Records:
--------------------

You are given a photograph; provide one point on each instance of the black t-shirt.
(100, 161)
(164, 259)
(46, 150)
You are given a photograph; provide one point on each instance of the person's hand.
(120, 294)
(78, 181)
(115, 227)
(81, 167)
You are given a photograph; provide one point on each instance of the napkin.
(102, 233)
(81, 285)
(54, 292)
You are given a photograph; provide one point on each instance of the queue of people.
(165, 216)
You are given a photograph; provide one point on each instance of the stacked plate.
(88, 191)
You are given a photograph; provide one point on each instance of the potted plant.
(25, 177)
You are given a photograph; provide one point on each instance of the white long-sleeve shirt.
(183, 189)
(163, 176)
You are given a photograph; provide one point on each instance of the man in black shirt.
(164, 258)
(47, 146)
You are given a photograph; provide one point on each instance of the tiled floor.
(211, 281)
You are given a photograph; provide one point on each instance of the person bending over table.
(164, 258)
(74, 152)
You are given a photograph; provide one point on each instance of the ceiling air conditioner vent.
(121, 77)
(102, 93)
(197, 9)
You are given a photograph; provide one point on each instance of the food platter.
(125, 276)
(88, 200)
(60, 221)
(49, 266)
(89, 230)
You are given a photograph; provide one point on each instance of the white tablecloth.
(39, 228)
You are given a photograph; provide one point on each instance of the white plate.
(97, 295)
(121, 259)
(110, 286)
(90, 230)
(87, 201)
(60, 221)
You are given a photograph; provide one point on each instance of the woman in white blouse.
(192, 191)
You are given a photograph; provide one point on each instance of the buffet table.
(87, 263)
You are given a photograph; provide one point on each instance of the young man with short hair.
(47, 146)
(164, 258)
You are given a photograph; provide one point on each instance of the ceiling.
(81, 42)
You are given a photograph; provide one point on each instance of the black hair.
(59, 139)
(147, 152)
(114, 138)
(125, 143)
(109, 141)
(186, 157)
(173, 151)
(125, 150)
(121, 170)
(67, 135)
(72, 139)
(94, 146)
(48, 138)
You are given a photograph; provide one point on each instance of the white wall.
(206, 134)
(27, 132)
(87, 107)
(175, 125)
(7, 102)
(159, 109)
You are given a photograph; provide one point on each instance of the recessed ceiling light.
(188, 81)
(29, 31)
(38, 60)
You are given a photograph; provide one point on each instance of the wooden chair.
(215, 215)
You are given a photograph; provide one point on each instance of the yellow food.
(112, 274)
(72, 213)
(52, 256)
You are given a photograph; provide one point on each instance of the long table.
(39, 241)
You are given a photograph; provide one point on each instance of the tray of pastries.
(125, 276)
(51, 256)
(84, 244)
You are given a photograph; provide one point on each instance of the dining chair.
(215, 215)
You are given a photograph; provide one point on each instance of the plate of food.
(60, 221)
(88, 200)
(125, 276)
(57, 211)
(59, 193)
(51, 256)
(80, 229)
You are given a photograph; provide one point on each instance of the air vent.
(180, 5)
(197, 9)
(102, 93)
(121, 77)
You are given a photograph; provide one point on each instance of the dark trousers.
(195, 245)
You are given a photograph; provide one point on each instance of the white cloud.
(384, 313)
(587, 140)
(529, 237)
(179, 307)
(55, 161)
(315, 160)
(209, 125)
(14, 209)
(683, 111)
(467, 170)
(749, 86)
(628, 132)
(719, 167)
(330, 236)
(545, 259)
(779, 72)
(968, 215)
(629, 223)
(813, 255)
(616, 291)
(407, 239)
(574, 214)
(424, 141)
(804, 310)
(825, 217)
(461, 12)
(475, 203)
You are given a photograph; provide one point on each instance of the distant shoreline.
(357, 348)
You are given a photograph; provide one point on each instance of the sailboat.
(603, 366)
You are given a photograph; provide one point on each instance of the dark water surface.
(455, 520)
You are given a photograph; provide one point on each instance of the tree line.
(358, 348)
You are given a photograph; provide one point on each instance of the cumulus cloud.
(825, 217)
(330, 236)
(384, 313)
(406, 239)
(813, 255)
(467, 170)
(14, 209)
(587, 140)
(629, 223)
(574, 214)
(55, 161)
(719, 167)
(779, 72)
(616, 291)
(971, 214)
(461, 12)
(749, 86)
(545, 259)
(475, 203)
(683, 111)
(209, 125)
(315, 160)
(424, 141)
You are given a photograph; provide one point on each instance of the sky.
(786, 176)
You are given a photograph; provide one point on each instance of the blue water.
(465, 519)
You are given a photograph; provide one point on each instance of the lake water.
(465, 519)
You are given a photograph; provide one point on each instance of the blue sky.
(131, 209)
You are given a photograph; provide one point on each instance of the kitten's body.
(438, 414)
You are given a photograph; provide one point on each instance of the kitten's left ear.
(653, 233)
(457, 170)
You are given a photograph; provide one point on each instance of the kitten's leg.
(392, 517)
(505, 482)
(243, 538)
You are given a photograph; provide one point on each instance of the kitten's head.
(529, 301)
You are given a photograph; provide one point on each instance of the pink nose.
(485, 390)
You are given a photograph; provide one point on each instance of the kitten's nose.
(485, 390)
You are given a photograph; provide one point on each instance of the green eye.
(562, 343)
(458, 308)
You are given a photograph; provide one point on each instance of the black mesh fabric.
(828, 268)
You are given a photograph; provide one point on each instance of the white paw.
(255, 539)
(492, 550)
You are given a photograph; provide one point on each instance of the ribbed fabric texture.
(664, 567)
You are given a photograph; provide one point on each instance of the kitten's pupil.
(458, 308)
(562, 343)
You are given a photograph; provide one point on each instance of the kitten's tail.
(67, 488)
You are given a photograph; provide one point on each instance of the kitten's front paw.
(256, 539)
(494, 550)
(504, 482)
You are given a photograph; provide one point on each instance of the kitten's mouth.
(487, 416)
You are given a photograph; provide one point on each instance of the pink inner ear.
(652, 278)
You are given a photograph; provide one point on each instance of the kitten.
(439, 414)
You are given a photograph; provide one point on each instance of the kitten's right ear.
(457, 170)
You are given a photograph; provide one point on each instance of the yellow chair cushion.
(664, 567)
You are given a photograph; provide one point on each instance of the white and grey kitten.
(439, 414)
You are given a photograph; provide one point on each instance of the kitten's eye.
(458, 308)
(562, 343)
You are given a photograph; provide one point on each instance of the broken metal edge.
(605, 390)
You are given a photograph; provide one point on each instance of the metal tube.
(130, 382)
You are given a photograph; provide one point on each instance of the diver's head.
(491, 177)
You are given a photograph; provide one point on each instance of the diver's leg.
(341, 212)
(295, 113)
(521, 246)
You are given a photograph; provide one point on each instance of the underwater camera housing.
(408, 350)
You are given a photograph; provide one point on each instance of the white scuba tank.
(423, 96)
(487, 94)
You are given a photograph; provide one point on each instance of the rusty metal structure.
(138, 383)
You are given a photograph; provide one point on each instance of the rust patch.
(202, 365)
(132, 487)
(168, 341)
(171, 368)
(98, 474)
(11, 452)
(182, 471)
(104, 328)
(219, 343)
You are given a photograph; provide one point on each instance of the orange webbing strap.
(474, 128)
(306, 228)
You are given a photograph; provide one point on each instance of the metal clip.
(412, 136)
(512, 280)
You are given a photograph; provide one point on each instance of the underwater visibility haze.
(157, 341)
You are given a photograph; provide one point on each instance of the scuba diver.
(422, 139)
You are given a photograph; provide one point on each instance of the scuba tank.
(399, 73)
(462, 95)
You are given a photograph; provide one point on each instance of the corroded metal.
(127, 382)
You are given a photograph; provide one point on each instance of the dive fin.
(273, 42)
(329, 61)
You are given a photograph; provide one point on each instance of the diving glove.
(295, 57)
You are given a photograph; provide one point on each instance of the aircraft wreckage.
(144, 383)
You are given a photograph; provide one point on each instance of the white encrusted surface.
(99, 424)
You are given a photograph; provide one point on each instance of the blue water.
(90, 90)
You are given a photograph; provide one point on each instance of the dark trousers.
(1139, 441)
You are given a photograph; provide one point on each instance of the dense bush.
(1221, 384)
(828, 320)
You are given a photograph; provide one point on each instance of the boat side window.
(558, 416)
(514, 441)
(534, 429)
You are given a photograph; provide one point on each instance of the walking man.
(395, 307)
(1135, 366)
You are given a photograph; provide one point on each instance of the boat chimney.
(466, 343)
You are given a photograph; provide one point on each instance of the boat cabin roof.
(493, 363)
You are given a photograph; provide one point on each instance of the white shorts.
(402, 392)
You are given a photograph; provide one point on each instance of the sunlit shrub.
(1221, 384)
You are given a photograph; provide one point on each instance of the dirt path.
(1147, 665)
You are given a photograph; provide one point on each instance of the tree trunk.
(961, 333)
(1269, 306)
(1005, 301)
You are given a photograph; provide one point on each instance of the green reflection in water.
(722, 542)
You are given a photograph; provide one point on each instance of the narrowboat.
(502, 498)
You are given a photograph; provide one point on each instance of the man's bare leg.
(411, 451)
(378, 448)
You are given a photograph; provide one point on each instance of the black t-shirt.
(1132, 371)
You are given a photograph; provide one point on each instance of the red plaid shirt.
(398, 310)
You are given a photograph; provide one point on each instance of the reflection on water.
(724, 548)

--------------------

What is asked: Copy the items from the line containing "man's bare leg." through the end of the items, keeping every line unchanged.

Result:
You are given a photograph; provide one point on each instance of the man's bare leg.
(411, 451)
(378, 448)
You are given a photograph; provide one point on each instance of the black t-shirt.
(1132, 371)
You are given a photograph; provide one point on each instance of the red plaid shirt.
(398, 310)
You are given a photograph; provide one point on each instance of the reflection on water.
(724, 548)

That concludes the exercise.